# Collected data entries:
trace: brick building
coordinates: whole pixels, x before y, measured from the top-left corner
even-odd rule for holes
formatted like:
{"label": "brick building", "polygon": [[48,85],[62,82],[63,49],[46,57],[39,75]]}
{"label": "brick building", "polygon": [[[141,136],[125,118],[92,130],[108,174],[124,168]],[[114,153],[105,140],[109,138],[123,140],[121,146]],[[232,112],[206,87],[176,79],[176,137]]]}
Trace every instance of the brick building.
--
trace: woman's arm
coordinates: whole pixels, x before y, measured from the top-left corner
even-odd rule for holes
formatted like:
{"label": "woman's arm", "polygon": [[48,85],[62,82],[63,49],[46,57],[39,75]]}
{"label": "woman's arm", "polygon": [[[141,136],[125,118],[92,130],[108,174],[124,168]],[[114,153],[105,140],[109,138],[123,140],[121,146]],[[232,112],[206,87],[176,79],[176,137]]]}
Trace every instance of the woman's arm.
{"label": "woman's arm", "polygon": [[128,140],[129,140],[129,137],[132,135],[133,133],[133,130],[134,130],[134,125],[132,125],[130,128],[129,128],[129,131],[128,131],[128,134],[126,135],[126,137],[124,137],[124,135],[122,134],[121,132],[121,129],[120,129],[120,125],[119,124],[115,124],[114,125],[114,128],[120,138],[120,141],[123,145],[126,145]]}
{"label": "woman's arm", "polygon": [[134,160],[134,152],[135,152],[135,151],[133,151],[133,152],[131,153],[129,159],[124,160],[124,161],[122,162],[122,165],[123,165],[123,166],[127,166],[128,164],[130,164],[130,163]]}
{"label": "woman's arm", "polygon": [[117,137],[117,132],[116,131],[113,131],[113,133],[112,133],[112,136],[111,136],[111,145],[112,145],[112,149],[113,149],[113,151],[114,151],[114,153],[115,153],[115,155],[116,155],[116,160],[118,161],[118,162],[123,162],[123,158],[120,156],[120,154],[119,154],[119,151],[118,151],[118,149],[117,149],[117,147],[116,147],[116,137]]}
--
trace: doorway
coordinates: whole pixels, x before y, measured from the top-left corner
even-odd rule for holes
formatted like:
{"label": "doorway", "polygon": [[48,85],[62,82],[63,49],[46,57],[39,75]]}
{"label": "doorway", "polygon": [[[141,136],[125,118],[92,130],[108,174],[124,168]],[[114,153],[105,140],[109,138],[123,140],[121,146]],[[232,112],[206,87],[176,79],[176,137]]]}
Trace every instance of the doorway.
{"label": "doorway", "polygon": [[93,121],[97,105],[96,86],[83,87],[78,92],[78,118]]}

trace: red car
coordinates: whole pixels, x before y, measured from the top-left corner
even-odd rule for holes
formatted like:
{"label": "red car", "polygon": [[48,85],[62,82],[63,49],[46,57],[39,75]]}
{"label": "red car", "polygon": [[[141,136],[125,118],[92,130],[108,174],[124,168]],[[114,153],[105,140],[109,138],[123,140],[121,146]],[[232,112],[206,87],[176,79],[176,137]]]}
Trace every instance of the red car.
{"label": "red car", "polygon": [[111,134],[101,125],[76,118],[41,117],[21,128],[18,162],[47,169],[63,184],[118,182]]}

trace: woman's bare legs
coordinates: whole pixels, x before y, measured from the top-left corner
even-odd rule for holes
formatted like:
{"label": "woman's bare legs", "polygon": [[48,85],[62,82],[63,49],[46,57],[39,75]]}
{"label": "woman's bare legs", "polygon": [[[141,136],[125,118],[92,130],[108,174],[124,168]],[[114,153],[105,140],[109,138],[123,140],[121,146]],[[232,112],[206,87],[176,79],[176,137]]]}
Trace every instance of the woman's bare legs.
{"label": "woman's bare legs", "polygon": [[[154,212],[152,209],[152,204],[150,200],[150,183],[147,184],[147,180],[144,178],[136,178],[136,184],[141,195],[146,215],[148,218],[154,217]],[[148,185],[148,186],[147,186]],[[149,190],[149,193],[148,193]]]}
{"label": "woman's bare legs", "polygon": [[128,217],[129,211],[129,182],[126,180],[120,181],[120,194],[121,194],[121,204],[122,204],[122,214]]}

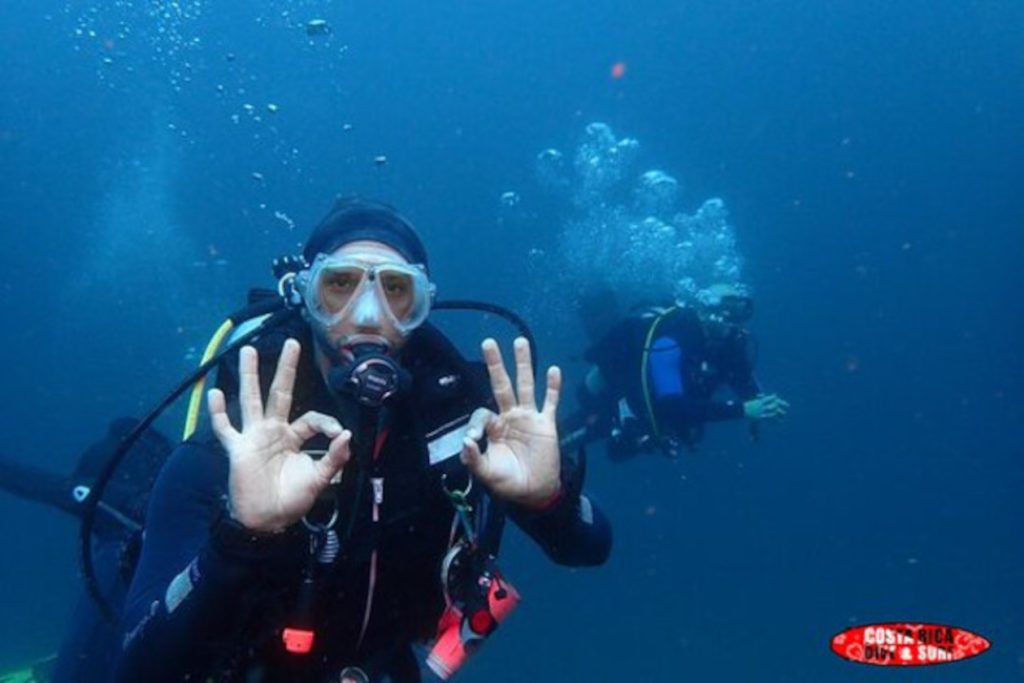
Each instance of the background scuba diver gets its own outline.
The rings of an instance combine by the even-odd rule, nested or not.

# Task to carry out:
Among the records above, count the lines that include the word "brick" and state the number by itself.

# Answer for the task:
4